» DIRECTIVE
Print every one of the rows below verbatim, reproducing each character without change.

» Excerpts from a location annotation dataset
↓↓↓

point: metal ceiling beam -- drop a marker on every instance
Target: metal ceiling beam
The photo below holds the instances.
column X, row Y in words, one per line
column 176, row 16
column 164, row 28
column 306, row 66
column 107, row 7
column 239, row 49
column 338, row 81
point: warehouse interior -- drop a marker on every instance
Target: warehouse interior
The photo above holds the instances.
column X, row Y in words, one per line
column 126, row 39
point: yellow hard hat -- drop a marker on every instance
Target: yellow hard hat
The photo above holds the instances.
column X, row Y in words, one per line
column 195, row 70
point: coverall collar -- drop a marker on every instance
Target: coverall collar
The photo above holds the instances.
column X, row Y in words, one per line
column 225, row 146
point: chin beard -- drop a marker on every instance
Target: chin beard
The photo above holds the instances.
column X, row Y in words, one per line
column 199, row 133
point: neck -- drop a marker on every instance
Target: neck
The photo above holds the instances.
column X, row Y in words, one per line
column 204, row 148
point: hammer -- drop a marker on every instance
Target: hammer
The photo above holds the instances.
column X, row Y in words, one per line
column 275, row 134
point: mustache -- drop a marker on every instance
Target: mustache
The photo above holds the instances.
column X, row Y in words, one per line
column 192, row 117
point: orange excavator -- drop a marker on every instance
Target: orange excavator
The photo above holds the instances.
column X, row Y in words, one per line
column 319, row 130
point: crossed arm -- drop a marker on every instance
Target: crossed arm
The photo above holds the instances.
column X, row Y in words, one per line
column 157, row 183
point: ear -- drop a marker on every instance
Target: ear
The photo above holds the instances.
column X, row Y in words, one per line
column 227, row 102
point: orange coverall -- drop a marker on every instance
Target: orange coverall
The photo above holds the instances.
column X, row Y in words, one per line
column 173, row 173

↑↑↑

» COMPLETE OUTPUT
point: metal ceiling beam -- drop a marker on every instance
Target: metal ceiling beam
The photo below holds the instances.
column X, row Y in words, one per line
column 176, row 16
column 164, row 28
column 306, row 66
column 107, row 7
column 239, row 49
column 338, row 81
point: warehouse interior -- drop a marker on every instance
Target: warehouse interior
The photo above holds the instances.
column X, row Y in words, one per line
column 126, row 39
point: yellow hard hat -- drop a marker on every instance
Target: yellow hard hat
The photo above holds the instances.
column X, row Y in words, one per line
column 195, row 70
point: coverall collar -- drop a marker on every instance
Target: coverall collar
The photo above holds the instances.
column X, row Y in words, one per line
column 225, row 146
point: chin beard -- drop a marker on every instance
Target: chin beard
The photo above holds the instances.
column X, row Y in words, one per line
column 199, row 133
point: neck -- drop a marker on every instance
Target: neck
The photo above holds the instances.
column X, row Y in words, one per line
column 204, row 148
point: hammer -- drop a marker on every instance
Target: hammer
The photo above holds the instances.
column X, row Y in words, one per line
column 275, row 134
point: mustache -- drop a marker on every instance
Target: mustache
The photo above holds the instances.
column X, row Y in words, one per line
column 192, row 117
point: orange excavator -- drop a marker on every instance
Target: orange excavator
The photo above holds the instances.
column X, row Y in words, one per line
column 319, row 130
point: crossed arm -- drop a marker on every instance
Target: crossed arm
The photo above holds the instances.
column X, row Y in words, one per line
column 157, row 183
point: ear -- drop a marker on every instance
Target: ear
The photo above holds the instances.
column X, row Y in words, one per line
column 227, row 102
point: orange coverall -- drop a marker on every instance
Target: orange coverall
The photo above holds the instances.
column X, row Y in words, one per line
column 173, row 173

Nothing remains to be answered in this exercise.